Brief 1:
Report every line of the rows below that contains the string "hand". Case counts.

So, I just want to be clear, I am not trying to claim Twin Peaks — which debuted in ABC thirty years ago in April of 1990 — is “bad,” or anything along those lines. Having now watched three seasons* of this show, I truly get the appeal. I’m not even saying this to diffuse the superfans so they don’t yell at me (I’ll explain later). I promise, I really get it. But I truly did get to a point where I did dread watching this show. And when I was watching I was wishing I was watching literally almost anything else. But I didn’t want to give up. I had to finish.
*I was texting with former Uproxx colleague Alan Sepinwall (now of Rolling Stone) and he, I think wisely, told me what episodes to skip in the second season. His warning was that if I tried to watch all of them, especially the shows that David Lynch has no involvement with, he knew I’d give up and never make it to the third season. So, during this marathon that started in April, I watched all of season one. I watched the first nine episodes of the second season, then the finale. Then I watched Twin Peaks: Fire Walk With Me. Then I watched all 18 episodes of Twin Peaks: The Return.

Brief 2:
List every title of a show or film named in the essay about watching Twin Peaks.

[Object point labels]
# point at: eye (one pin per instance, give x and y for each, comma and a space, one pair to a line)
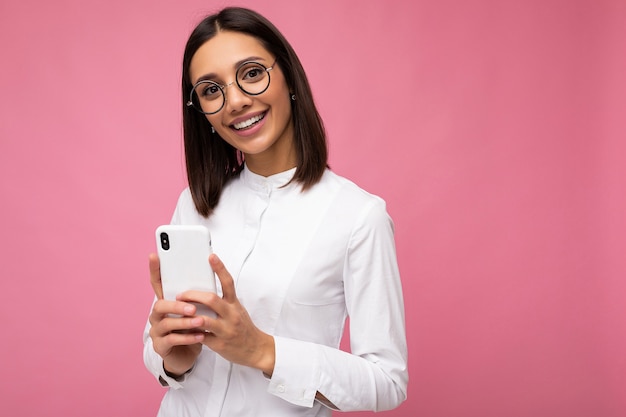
253, 73
208, 90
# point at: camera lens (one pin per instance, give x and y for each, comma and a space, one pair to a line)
165, 241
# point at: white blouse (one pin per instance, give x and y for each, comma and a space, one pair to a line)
302, 262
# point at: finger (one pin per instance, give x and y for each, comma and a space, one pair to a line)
228, 285
182, 325
155, 275
165, 307
209, 299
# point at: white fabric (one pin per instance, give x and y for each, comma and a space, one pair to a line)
302, 262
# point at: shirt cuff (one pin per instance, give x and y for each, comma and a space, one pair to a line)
296, 372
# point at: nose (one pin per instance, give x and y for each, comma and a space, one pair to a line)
236, 99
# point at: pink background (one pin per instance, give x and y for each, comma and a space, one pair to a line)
495, 131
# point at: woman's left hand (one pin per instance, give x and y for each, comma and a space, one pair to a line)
232, 334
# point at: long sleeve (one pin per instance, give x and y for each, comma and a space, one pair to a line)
374, 375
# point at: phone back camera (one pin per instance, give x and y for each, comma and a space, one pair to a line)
165, 241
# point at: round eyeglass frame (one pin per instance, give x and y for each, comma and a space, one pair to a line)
223, 87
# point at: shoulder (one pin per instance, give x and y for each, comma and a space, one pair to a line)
359, 207
352, 194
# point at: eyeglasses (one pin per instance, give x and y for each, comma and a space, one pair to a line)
209, 97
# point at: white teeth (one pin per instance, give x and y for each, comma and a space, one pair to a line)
249, 122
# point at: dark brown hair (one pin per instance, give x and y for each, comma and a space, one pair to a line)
211, 161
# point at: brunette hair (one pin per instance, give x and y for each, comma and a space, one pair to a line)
212, 162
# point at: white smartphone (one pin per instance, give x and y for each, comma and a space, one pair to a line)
184, 257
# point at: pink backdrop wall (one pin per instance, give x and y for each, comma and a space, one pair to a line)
495, 131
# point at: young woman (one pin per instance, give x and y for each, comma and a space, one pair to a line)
300, 248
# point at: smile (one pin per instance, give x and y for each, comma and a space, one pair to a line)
248, 123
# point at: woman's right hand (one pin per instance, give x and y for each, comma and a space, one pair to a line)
173, 338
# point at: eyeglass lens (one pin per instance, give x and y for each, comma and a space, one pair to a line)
209, 97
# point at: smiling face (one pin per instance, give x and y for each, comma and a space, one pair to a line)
259, 126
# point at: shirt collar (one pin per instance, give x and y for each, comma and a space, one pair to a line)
267, 184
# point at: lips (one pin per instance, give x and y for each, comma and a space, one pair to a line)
248, 123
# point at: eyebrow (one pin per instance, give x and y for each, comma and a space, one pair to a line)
211, 76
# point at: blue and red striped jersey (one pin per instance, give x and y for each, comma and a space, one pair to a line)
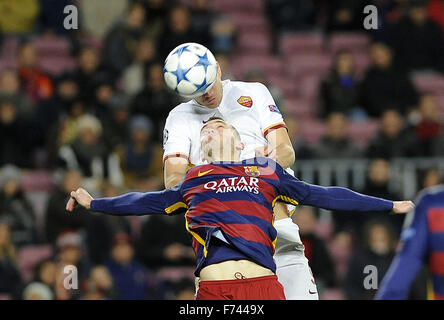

Full solution 1:
# point at: woman's left hand (one pin per instance, give x and y for each, comma and a space, one pair to a line)
# point at: woman's right hand (one pin per instance, give x and y for each, comma and a space, one pair to a line)

Full solution 2:
Twin Peaks
Twin Peaks: Fire Walk With Me
Twin Peaks: The Return